Assignment ▸ Output every entry below exactly as it is written.

(Spatial localization data)
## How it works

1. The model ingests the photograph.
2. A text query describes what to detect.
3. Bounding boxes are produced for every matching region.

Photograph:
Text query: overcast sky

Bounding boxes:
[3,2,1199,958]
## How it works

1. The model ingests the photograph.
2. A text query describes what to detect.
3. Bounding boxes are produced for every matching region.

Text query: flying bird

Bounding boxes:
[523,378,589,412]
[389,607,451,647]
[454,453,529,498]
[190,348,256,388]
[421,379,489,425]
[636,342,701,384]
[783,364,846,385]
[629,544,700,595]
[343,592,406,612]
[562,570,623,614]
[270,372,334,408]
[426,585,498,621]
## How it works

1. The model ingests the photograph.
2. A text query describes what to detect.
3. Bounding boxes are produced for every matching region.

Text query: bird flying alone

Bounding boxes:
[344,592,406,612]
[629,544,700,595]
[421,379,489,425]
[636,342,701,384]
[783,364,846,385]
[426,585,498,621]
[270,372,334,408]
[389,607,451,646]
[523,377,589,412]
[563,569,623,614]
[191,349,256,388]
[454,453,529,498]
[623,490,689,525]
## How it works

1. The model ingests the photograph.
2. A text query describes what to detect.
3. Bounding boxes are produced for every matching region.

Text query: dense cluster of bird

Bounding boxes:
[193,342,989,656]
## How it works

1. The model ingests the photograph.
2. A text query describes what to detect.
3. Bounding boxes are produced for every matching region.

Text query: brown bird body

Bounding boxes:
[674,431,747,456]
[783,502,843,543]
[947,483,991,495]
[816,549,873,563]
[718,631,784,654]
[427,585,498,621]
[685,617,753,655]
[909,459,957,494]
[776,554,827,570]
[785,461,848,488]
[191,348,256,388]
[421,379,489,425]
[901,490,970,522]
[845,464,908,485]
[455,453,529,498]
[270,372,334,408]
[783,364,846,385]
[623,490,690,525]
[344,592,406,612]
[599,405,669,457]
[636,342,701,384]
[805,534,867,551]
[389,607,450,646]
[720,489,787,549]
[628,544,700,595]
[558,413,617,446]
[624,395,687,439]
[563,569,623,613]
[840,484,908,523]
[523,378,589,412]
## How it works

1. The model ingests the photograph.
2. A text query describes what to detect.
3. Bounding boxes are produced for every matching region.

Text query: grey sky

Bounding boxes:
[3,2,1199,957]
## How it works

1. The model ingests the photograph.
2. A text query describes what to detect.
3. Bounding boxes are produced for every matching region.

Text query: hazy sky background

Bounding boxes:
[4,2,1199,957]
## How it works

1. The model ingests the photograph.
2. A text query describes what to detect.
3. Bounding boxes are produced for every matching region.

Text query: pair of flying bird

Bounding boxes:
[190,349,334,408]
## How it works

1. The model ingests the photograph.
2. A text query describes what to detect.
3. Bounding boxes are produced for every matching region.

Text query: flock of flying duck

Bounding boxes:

Task output ▸
## How it works

1. The model ingests the photograph.
2. A text query describes what to detect.
3. Bounding boxes are produced for every matching region.

Photograph:
Text query: overcast sky

Bounding boxes:
[3,2,1199,958]
## How it works

1. The model ingests the photograph.
2. A text query describes what to detect.
3. Bounding boxes are produced for every matching region.

Text query: flying bird

Bounding boxes:
[523,378,589,412]
[389,607,451,647]
[454,453,529,498]
[190,348,256,388]
[421,379,489,425]
[636,342,701,384]
[783,364,846,385]
[629,544,700,595]
[343,592,406,612]
[562,570,623,614]
[270,372,334,408]
[426,585,498,621]
## How it works

1. The model ingests the photograph.
2. A text query describes what to detect.
3. Bounding boxes are produced for every matching region.

Text query: bird flying alone

Bounding boxes:
[344,592,406,612]
[629,544,700,595]
[421,379,489,425]
[636,342,701,384]
[783,364,846,385]
[426,585,498,621]
[270,372,334,408]
[389,607,451,646]
[523,377,589,412]
[563,569,623,614]
[191,349,256,388]
[454,453,529,498]
[623,490,689,525]
## How it works

1. The model ingests the photograph.
2. A text query describes what to detect.
3. Bounding boxes are produced for every matching region.

Text query: dense cluster of bird

Bounding boxes:
[193,342,989,656]
## How it works

1. The model ingests the photograph.
2. A text query describes what to detect.
3. Bounding boxes are produced for every matching region.

Text query: brown bird body

Bounding boxes:
[674,431,747,456]
[783,502,843,543]
[947,483,991,495]
[816,549,873,563]
[718,631,784,654]
[427,585,498,621]
[685,617,753,655]
[909,459,957,494]
[776,554,827,570]
[785,461,848,488]
[191,348,256,388]
[421,379,489,425]
[901,490,970,522]
[845,464,908,485]
[455,453,529,498]
[270,372,334,408]
[783,364,846,385]
[623,490,690,525]
[344,592,406,612]
[599,405,669,457]
[636,342,701,384]
[805,534,867,551]
[389,607,450,646]
[720,489,787,549]
[628,544,700,595]
[558,413,617,446]
[624,395,687,439]
[563,569,623,613]
[840,484,908,523]
[523,378,589,412]
## How it works

1. The model ingests the photograph.
2. A text query describes what to detect.
3. Bounding boxes are produced for every matching region.

Text query: grey sky

Bounding boxes:
[3,2,1199,957]
## How it works

1. The model ingests the photograph.
2. A text query describes what to detect.
3. Bounding boxes are produced for every matching region.

Text query: hazy sky background

Bounding boxes:
[4,2,1199,957]
## How it works

1. The model ingests the photograph.
2. A text query describes what to detect.
3. Bounding boxes are produced for every matching region.

Text query: pair of flying bird

Bounding boxes:
[190,349,334,408]
## How it works

1. The model ingests the photograph.
2. A text query describes what to detect.
3. Bounding boxes are produced for every matching region.

Text query: flock of flying duck

Bounding boxes:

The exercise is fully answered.